[DATA FOR THE TASK — start]
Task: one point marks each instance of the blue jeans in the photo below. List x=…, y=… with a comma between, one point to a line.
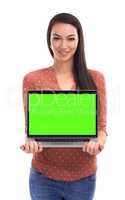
x=43, y=188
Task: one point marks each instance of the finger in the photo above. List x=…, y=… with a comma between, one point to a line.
x=40, y=147
x=31, y=147
x=22, y=147
x=84, y=146
x=27, y=148
x=36, y=148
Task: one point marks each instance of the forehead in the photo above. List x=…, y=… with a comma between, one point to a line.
x=64, y=29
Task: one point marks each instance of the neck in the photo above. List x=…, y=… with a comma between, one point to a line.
x=65, y=68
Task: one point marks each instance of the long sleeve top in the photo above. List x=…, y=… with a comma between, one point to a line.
x=64, y=163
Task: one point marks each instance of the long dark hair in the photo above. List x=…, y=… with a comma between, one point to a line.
x=83, y=78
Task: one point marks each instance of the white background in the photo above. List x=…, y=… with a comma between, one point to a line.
x=23, y=48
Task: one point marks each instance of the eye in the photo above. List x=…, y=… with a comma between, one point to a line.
x=56, y=38
x=71, y=39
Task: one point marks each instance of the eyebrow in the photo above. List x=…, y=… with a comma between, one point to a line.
x=55, y=34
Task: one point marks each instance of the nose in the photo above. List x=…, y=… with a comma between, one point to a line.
x=63, y=45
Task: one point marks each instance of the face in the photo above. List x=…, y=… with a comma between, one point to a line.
x=64, y=41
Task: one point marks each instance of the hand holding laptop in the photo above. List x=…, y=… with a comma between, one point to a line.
x=31, y=146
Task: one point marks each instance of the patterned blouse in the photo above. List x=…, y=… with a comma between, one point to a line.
x=64, y=163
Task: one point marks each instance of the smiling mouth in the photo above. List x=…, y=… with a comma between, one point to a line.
x=63, y=53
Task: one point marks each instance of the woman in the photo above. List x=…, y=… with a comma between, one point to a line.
x=65, y=173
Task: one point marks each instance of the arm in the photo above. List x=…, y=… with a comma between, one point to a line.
x=30, y=146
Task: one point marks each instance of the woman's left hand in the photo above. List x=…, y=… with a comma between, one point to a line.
x=95, y=147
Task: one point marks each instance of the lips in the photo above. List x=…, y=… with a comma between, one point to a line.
x=63, y=52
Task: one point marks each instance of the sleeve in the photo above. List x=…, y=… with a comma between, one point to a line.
x=27, y=85
x=102, y=103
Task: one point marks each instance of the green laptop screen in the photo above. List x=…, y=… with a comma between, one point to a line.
x=62, y=113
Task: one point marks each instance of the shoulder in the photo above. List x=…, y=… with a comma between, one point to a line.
x=96, y=75
x=36, y=74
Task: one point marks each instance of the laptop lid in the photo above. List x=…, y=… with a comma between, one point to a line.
x=62, y=117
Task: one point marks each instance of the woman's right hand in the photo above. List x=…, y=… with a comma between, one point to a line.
x=31, y=147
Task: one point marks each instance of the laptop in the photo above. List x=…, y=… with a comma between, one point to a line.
x=62, y=118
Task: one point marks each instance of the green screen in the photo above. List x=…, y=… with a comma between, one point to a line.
x=62, y=114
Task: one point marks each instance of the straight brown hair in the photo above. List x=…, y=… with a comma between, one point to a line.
x=84, y=80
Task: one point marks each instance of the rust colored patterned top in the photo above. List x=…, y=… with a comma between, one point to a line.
x=64, y=163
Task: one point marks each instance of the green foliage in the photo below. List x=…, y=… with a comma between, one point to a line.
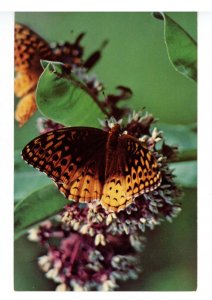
x=181, y=47
x=64, y=98
x=40, y=205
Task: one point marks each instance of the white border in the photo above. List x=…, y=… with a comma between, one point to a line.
x=98, y=5
x=204, y=290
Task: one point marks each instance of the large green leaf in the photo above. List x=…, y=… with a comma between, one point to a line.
x=64, y=98
x=37, y=207
x=181, y=47
x=27, y=179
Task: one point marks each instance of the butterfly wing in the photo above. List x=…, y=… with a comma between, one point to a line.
x=29, y=49
x=73, y=157
x=133, y=171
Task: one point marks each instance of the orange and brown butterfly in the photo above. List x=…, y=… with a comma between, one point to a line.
x=30, y=48
x=89, y=164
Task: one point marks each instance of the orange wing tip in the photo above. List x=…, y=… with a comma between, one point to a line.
x=113, y=209
x=25, y=109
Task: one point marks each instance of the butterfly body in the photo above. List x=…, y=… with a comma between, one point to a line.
x=89, y=164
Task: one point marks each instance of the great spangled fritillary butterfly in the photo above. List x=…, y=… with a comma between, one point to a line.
x=89, y=164
x=30, y=48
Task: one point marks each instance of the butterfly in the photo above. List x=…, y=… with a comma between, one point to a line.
x=30, y=48
x=89, y=164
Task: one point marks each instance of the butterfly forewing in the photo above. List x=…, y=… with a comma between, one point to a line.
x=29, y=49
x=73, y=157
x=133, y=171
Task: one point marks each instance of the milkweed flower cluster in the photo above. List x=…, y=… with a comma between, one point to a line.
x=96, y=250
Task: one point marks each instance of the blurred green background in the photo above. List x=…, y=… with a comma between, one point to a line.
x=135, y=57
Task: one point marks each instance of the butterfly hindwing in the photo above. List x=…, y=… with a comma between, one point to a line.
x=73, y=158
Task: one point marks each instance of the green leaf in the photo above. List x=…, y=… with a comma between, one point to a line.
x=64, y=98
x=40, y=205
x=181, y=47
x=186, y=173
x=27, y=179
x=182, y=136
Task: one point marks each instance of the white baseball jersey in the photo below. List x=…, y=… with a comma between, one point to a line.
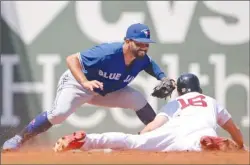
[DATA FOR THE TASK — finish]
- **ACTIVITY**
Please copy out the whole listing exactly as it stands, minus the pictures.

- **TASK ANSWER**
Task: one point marks each instance of the blue jeans in the photo below. List x=…, y=… with a comma between, one point to a line.
x=43, y=188
Task: one point marks each instance of the finger in the photo above. List x=…, y=… with a comma between, one point to a line.
x=40, y=147
x=31, y=147
x=22, y=147
x=84, y=146
x=27, y=148
x=36, y=148
Task: one point marks each instance of the forehead in the photo above. List x=…, y=… with a comma between, one point to a line.
x=64, y=29
Task: one point marks each instance of the neck in the photo above. List x=…, y=… with a comma between, one point to a line.
x=65, y=68
Task: one point marks each instance of the long sleeve top in the photo above. List x=…, y=… with a comma between, one point to a line.
x=64, y=163
Task: one point marks each instance of the long dark hair in the photo above. List x=…, y=… with a comma between, one point to a line.
x=83, y=78
Task: one point marks each instance of the white background in the photo above. List x=…, y=… with a comma between, one point to a line.
x=23, y=48
Task: one point marks each instance of the eye in the photo above. List x=…, y=… with a comma between, one point to a line.
x=56, y=38
x=71, y=39
Task: one point marks each instance of the eyebrow in the photo above. List x=…, y=… with a comma between, one point to a line.
x=55, y=34
Task: one point marks each instance of the nose in the photo above. List x=…, y=… with a comma between, one point to a line.
x=63, y=45
Task: one point marks each instance of the face in the photo above. List x=…, y=… with a comma between, one point to a line.
x=64, y=41
Task: one point marks each instance of the hand holding laptop in the photo above. List x=…, y=… with a comma between, one point to a line.
x=31, y=146
Task: one point marks each instance of the patterned blouse in the photo above. List x=…, y=… with a comma between, one point to a line.
x=64, y=163
Task: one point marks each instance of the smiling mouth in the photo above. List x=…, y=… with a comma between, one point to a line.
x=63, y=53
Task: one point marks each instance of the woman in the photo above. List x=…, y=… with a comma between, one point to a line.
x=65, y=173
Task: one point marks each instance of the arm in the photo above. List x=…, y=… with a comma between, one point to a line.
x=30, y=146
Task: one point marks each instance of the woman's left hand in the photo above. List x=…, y=… with a comma between, one point to a line.
x=95, y=147
Task: one point marks each instance of the lips in the photo above. List x=…, y=… with a comma between, one point to a line.
x=63, y=52
Task: one point marks each instance of the sleeve in the photo above. List x=…, y=… with a comma between, one point to a line.
x=27, y=85
x=102, y=103
Task: one point marks each instance of the green laptop screen in the photo above. List x=…, y=… with a comma between, one point to a line.
x=62, y=113
Task: one point marks each instance of the shoulder in the photo above. List x=…, y=… with a comma between, one point to a line.
x=96, y=75
x=36, y=74
Task: one point marks each instance of the laptop lid in the photo above. List x=…, y=… with a comma between, one point to a line.
x=62, y=117
Task: one point marks each instance of the woman's right hand in the photo above. List x=…, y=… with a comma between, one point to a line.
x=31, y=147
Task: one point marks each instance of the laptop in the photo above. List x=…, y=… with a comma between, one point to a line.
x=62, y=118
Task: one point marks each instance of the green screen in the photo above. List x=…, y=… with a comma between, one point to a line.
x=62, y=114
Task: one point marks each instance of the straight brown hair in the photo above. List x=…, y=… with a comma between, one point to a line.
x=84, y=80
Task: one point marks each instance of the rust colored patterned top in the photo above. List x=…, y=… with a comma between, one point to a line.
x=64, y=163
Task: one point marks each instance of the green foliage in the photo below. List x=…, y=… with a comma between, one point to a line.
x=181, y=47
x=64, y=98
x=40, y=205
Task: one point marks each instance of the white border in the photo above. List x=…, y=… with a comma between, one point to a line.
x=98, y=5
x=204, y=290
Task: one point marks each instance of the large green leaf in the photo above. List x=…, y=… with a comma between, one point to a line.
x=64, y=98
x=37, y=207
x=181, y=47
x=27, y=179
Task: one point marks each instance of the butterfly wing in the photo above. List x=…, y=… with a comma between, one point to a line.
x=29, y=49
x=73, y=157
x=133, y=171
Task: one point marks each instance of the orange and brown butterfly in the photo above. List x=…, y=… with a comma between, one point to a line.
x=30, y=48
x=89, y=164
Task: one point marks each instance of the orange wing tip in the photo above. List x=…, y=… with a comma between, one point to a line.
x=113, y=209
x=25, y=109
Task: one point marks each instance of the butterfly body in the photo above. List x=…, y=… with a comma between, one point to a line.
x=89, y=164
Task: one point marks each instance of the great spangled fritillary butterfly in the photo above. List x=…, y=… with a comma between, one point to a line.
x=89, y=164
x=30, y=48
Task: one point marks each instance of the butterfly in the photo above. List x=…, y=… with a comma between, one point to a line.
x=30, y=48
x=89, y=164
Task: one point marks each instance of the butterfly forewing in the photo above. List x=…, y=… with a comma between, one point to a line.
x=29, y=49
x=73, y=157
x=133, y=171
Task: one point marks each instance of the milkweed flower cluster in the photo above. List x=…, y=… with a comma between, one point to a line.
x=96, y=250
Task: one point marks each instance of the blurred green background in the photo above. List x=…, y=… with a comma between, one point to a line.
x=135, y=57
Task: one point marks each instance of the butterfly hindwing in the photo above. List x=…, y=… with a comma between, one point to a line.
x=73, y=158
Task: one point marks each instance of the green leaf in the photo above. List x=…, y=… with a comma between, one point to a line.
x=64, y=98
x=40, y=205
x=181, y=47
x=186, y=173
x=27, y=179
x=182, y=136
Task: one point marks each instance of the white baseball jersey in the photo below. List x=…, y=… with a comma between, one point to a line.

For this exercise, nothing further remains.